- [Source extract]
[BEGIN]
13A.—(1) An employee has the right not to be subjected to any detriment by any act, or any deliberate failure to act, by his employer done on the ground that—

(a)having been designated by the employer to carry out activities in connection with preventing or reducing risks to health and safety at work, he carried out, or proposed to carry out, any such activities;

(b)being a representative of workers on matters of health and safety at work, or a member of a safety committee—

(i)in accordance with arrangements established under any statutory provision; or

(ii)by reason of being acknowledged as such by the employer,

he performed, or proposed to perform, any functions as such a representative or a member of such a committee;

(c)being an employee at a place where—

(i)there was no such representative or safety committee; or

(ii)there was such a representative or safety committee but it was not reasonably practicable for the employee to raise the matter by those means,

he brought to his employer’s attention, by reasonable means, circumstances connected with his work which he reasonably believed were harmful or potentially harmful to health or safety;

(d)in circumstances of danger which he reasonably believed to be serious and imminent and which he could not reasonably have been expected to avert, he left, or proposed to leave, or (while the danger persisted) refused to return to, his place of work or any dangerous part of his place of work; or

(e)in circumstances of danger which he reasonably believed to be serious and imminent, he took, or proposed to take, appropriate steps to protect himself or other persons from the danger.
[END]
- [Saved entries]
[BEGIN]
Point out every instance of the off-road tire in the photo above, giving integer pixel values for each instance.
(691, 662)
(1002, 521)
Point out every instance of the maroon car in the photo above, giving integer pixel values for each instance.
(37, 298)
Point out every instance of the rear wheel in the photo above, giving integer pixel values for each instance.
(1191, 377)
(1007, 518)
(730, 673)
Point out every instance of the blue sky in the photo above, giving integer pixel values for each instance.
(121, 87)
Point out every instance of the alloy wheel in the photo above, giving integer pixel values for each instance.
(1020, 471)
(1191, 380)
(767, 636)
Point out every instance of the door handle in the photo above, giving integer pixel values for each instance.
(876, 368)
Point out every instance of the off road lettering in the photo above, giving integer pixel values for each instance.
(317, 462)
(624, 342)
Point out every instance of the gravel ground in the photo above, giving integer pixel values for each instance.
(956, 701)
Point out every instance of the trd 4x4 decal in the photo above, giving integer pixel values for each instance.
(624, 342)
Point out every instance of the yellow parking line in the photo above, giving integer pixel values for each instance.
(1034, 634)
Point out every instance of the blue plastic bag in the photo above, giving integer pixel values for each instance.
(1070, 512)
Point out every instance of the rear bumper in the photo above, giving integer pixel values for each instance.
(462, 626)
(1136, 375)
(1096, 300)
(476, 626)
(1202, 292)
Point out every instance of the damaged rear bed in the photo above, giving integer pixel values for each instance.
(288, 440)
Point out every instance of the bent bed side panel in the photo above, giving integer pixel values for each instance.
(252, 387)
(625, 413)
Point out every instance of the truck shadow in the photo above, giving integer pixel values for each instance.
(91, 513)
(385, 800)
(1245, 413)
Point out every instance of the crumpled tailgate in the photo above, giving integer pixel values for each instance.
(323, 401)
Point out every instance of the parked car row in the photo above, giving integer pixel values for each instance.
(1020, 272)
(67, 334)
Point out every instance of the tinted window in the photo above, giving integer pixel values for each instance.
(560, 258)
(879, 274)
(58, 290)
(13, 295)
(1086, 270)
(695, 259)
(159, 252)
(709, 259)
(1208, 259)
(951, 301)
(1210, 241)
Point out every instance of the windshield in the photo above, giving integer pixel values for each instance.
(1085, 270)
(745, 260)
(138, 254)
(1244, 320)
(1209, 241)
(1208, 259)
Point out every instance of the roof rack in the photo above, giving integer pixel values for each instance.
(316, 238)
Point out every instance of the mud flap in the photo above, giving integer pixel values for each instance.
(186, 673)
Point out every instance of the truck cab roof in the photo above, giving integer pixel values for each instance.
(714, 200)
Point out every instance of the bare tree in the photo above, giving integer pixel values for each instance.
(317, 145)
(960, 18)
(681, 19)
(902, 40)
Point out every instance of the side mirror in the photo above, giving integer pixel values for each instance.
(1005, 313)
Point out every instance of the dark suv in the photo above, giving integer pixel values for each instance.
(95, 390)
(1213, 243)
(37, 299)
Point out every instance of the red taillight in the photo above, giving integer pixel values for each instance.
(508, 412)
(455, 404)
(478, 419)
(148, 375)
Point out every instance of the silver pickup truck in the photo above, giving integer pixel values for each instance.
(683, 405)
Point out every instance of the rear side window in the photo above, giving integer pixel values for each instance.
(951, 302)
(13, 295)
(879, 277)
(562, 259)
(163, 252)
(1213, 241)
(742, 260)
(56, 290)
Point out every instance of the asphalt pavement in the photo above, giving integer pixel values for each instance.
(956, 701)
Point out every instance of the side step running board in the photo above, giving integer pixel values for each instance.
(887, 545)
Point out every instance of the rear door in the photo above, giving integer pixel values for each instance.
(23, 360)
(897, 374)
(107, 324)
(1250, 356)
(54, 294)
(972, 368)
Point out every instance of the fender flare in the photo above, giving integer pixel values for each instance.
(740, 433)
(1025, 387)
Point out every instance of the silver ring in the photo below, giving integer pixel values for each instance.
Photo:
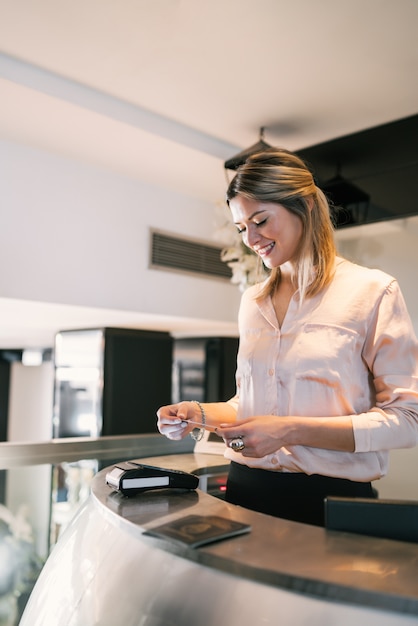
[END]
- [Task list]
[A] Repeat the health and safety provision word for word, everything from "(ii)there was such" down to "from the danger.".
[B] Based on the health and safety provision, answer yes or no to each statement and quote the words that decide it: (i) The right covers deliberate failures to act by the employer. (ii) Under point (c), the employee must bring matters to the employer's attention in writing. (iii) Under point (d), the employee may refuse to return to the place of work while the danger persists.
The saved lines have nothing to do with the health and safety provision.

- [Task-by-task answers]
[A]
(ii)there was such a representative or safety committee but it was not reasonably practicable for the employee to raise the matter by those means,

he brought to his employer’s attention, by reasonable means, circumstances connected with his work which he reasonably believed were harmful or potentially harmful to health or safety;

(d)in circumstances of danger which he reasonably believed to be serious and imminent and which he could not reasonably have been expected to avert, he left, or proposed to leave, or (while the danger persisted) refused to return to, his place of work or any dangerous part of his place of work; or

(e)in circumstances of danger which he reasonably believed to be serious and imminent, he took, or proposed to take, appropriate steps to protect himself or other persons from the danger.

[B]
(i) Yes: "any deliberate failure to act"
(ii) No: "by reasonable means"
(iii) Yes: "(while the danger persisted) refused to return to, his place of work"